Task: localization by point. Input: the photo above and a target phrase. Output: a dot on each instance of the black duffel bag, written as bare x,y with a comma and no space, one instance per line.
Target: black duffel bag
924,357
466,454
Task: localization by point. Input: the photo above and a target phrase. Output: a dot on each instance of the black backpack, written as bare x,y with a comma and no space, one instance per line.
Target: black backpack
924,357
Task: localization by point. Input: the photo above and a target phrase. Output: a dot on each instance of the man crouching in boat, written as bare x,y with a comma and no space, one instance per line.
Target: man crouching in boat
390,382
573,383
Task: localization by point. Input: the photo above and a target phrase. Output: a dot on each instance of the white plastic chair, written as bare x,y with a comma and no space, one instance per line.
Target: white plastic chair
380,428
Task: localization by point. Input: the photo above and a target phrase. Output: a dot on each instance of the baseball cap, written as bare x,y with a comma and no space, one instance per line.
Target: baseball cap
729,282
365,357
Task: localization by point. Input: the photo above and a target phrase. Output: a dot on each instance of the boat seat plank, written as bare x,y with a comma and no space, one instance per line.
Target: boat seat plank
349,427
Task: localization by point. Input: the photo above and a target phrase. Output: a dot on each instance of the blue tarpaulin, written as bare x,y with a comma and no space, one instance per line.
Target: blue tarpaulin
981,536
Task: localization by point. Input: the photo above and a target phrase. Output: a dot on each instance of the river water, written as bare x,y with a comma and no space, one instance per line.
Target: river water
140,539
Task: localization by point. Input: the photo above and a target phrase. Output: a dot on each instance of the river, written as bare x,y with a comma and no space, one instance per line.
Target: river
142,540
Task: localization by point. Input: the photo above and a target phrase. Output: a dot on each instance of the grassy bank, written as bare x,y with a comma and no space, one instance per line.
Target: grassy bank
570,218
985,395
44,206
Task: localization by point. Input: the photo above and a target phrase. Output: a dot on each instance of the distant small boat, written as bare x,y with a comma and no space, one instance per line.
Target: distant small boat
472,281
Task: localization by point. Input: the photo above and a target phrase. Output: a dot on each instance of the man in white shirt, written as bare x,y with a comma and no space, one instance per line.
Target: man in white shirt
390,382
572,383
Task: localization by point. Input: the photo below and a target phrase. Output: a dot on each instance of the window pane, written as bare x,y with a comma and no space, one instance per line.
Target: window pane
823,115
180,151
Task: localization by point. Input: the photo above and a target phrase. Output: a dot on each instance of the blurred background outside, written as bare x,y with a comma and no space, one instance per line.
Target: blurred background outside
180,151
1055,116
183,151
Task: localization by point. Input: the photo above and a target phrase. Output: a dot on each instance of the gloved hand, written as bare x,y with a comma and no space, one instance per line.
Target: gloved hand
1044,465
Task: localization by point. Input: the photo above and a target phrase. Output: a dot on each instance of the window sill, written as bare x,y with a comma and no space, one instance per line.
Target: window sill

◇ ◇ ◇

Given problem
Copy out every entry again, exactly as it was given.

Correct output
Task: localization by point. Input: the photo above and a target phrase. Output: a dot on each instance of the black duffel bag, written as bare x,y with a comma and no space, one instance per line.
Target: black duffel bag
924,357
466,454
Task: localization by point. Input: the photo above and a target phrase. Output: a dot on each instance of the black backpack, written as bare x,y with a comma and no space, one instance per line.
Target: black backpack
924,357
Task: localization by point. Input: the photo above and a target phrase. Output: a dot on each instance of the man crouching in boat, written as bare x,y with a comma and no space, one instance per line.
Target: man crouching in boat
390,382
573,383
Task: localization by point. Input: the photo above and a target phrase. Output: a dot on each instance of the white plastic chair, written as bare x,y with a comma and no space, one instance per line.
Target: white plastic chair
380,428
Task: localization by point. Input: the photo above and a target phrase. Output: a dot on each instance of the baseball cap, written as bare x,y with a comma and no space, one instance per line.
Target: baseball cap
729,282
365,357
Task: localization by point. Input: the photo above and a target phrase. Output: a dot on each instance of the boat seat plank, written as bare x,y with a comma and no space, one instance per line.
Target: boat seat plank
349,427
Task: localization by point. Input: the photo above and a target phrase. Output: a dot on each instance of the blue tarpaulin, written as bare x,y with a comma and no space, one instance per line.
Target: blue tarpaulin
981,536
Task: localization by point. Input: the photo above and a target phrase. Output: a dot on each instance of the river water, written as bare x,y with a comma and no space, one instance per line.
Target: river water
140,539
Task: localization by point. Input: the photo above and a target phrase. Output: a dot on each instance of the river, written as bare x,y with a comma and no space, one instance per line.
Target: river
142,540
Task: localization by point. Input: the photo above and a target phrase. Output: a dot on each instance of the grassy bank, written as bare x,y with a comma and no space, one instance per line.
Target: grassy bank
570,218
985,395
44,206
Task: localization by point. Input: the photo above and a target phrase. Output: a dot on each instance of the distant small boat, written as bare x,y with a comma and no space, one instance per line.
Target: distant small boat
472,281
Task: localization by point. Input: the photo above and a target phrase. Output: a dot on each instance of the man in white shirt, written as bare x,y with a comma and no space, one instance per line.
Target: man in white shirt
390,382
572,383
Task: localization by point. Input: the photo below and a target phrase. Output: a dot on each instance of the window pane, written as bare x,y with a comma and no space, one instance per line.
Target: window pane
823,115
180,151
Task: localization by point. Input: the photo above and a target phrase. Output: a dot on each instance of the blurred background outside, written as bare x,y with a comma and no space, one instance per line.
Target: blurred background outside
180,151
1055,116
183,151
Task: localization by point. Input: the photo above and a target phrase. Output: a dot on each instance of the gloved hand, written as bare x,y with a comma and no space, one instance per line.
Target: gloved hand
1044,465
Task: localization by point. Input: the photo above and a target phrase. Output: a dot on each instance of the window sill, written as bare x,y with a comma and no space, one instance per line.
Target: window sill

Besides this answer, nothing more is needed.